→ **Text block**
Schönhage’s asymptotic sum inequality allows us to obtain an upper bound on \omega given an upper bound on the border rank of a disjoint sum of matrix multiplication tensors \langle n_i,m_i,p_i \rangle. Strassen’s laser method is a framework for achieving the same for non-disjoint sums of matrix multiplication tensors. It is best illustrated with the following example from the paper of Coppersmith and Winograd:

\displaystyle \epsilon^3 \sum_{i=1}^q (x_0^{[0]} y_i^{[1]} z_i^{[1]} + x_i^{[1]} y_0^{[0]} z_i^{[1]} + x_i^{[1]} y_1^{[1]} z_0^{[0]}) + O(\epsilon^4) =

\displaystyle \epsilon \sum_{i=1}^q (x_0^{[0]} + \epsilon x_i^{[1]}) (y_0^{[0]} + \epsilon y_i^{[1]}) (z_0^{[0]} + \epsilon z_i^{[1]}) -

\displaystyle \left(x_0^{[0]} + \epsilon^2 \sum_{i=1}^q x_i^{[1]}\right) \left(y_0^{[0]} + \epsilon^2 \sum_{i=1}^q y_i^{[1]}\right) \left(z_0^{[0]} + \epsilon^2 \sum_{i=1}^q z_i^{[1]}\right) +

(1-q\epsilon) x_0^{[0]} y_0^{[0]} z_0^{[0]}.

Here q is some integer parameter. The superscripts on the variables partition them into groups. For example, the two groups of x-variables are x_0^{[0]} and x_1^{[1]}, \ldots, x_q^{[1]}. We can write this identity succinctly as

\underline{R}(\langle 1,1,q \rangle^{0,1,1} + \langle q,1,1 \rangle^{1,0,1} + \langle 1,q,1 \rangle^{1,1,0}) \leq q+2.

The superscripts have the same meaning, for example the first constituent tensor \langle 1,1,q \rangle^{0,1,1} involves the x-variables from group 0, the y-variables from group 1, and the z-variables from group 1. Each constituent tensor uses all variables from each group, and this convention gives a unique interpretation of the short form of the identity.

Denote the tensor whose border rank is estimated by T. This tensor is a sum of three matrix multiplication tensors, but we cannot apply the asymptotic sum inequality since these constituent tensors are not disjoint: for example, the first two constituent tensors share the z-variables. Strassen’s idea was to take a high tensor power of the original identity, and zero variables so that the remaining constituent tensors are disjoint (Strassen actually considered a different operation, degeneration, instead of zeroing, but Coppersmith and Winograd preferred to use the simpler operation of zeroing). The Nth tensor power of T has 3^N constituent tensors, and border rank at most (q+2)^N. For example, when N=2, we obtain

T^{\otimes 2} = \langle 1,1,q^2 \rangle^{00,11,11} + \langle q,1,q \rangle^{01,10,11} + \langle 1,q,q \rangle^{01,11,10}

+ \langle q,1,q \rangle^{10,01,11} + \langle q^2,1,1 \rangle^{11,00,11} + \langle q,q,1 \rangle^{11,01,10}

+ \langle 1,q,q \rangle^{10,11,01} + \langle q,q,1 \rangle^{11,10,01} + \langle 1,q^2,1 \rangle^{11,11,00}.

→ **Dataset content**
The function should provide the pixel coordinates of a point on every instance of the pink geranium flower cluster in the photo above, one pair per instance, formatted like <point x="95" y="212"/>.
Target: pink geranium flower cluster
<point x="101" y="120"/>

→ **Brief**
Write what comes next in the passage on Strassen's laser method, picking up after its last line. The material above is not needed for this.

→ **Output below**
The partition of the x-variables of T into two groups naturally corresponds to a partition of the x-variables of T^{\otimes 2} into four groups, indexed by 0/1 vectors of length 2. These indices are used above to form the index triples appearing as superscripts. In fact, the dimensions of any of the constituent matrix multiplication tensors can be recovered from its index triple, so we can “summarize” T^{\otimes 2} by giving a list of all nine index triples:

(00,11,11) \; (01,10,11) \; (01,11,10) \; (10,01,11) \; (11,00,11) \; (11,01,10) \; (10,11,01) \; (11,10,01) \; (11,11,00).

When taking the Nth tensor power, there will be 3^N index triples, each consisting of three vectors of length N. Our task is to zero out some groups of variables so that the surviving index triples correspond to disjoint matrix multiplication tensors, and as many of these as possible. Put differently, if we denote by L_N the list of index triples and by X,Y,Z the remaining variables, then we want L_N \cap X \times Y \times Z to consist of index triples in which no x-index repeats, no y-index repeats, and no z-index repeats. If we manage to accomplish this, generating C_N surviving index triples, then the asymptotic sum inequality gives the bound

C_N (q^N)^{\omega/3} \leq (q+2)^N.

(Since each of the constituent tensors \langle n,m,p \rangle in T satisfies nmp = q, each constituent tensor \langle n',m',p' \rangle in T^{\otimes N} satisfies n'm'p' = q^N.)

Let \kappa_N be the maximum of C_N over all legal choices of X,Y,Z. It turns out that \kappa = \lim_{N\to\infty} \kappa_N^{1/N} = 3/2^{2/3}, and so the asymptotic sum inequality shows that (3/2^{2/3}) q^{\omega/3} \leq q+2. When q = 8, this gives the bound \omega < 2.404. We call the limit \kappa the capacity.

Upper bounds on the capacity

Coppersmith and Winograd used an ingenious construction to show that \kappa \geq 3/2^{2/3}, but they neglected to mention a matching upper bound showing that their construction is optimal. This upper bound, whose philosophy is essential to our approach, appears curiously enough in the paper by H. Cohn, R. Kleinberg, B. Szegedy and C. Umans on group-theoritic algorithms for matrix multiplication. Their basic idea is to use the fact that after zeroing out variables, no x-index repeats, and so \kappa_N is at most the number of x-indices. Since there are at most 2^N x-indices, this gives \kappa_N \leq 2^N and so \kappa \leq 2, a bound not as good as the one we had hoped for (3/2^{2/3} \approx 1.88988).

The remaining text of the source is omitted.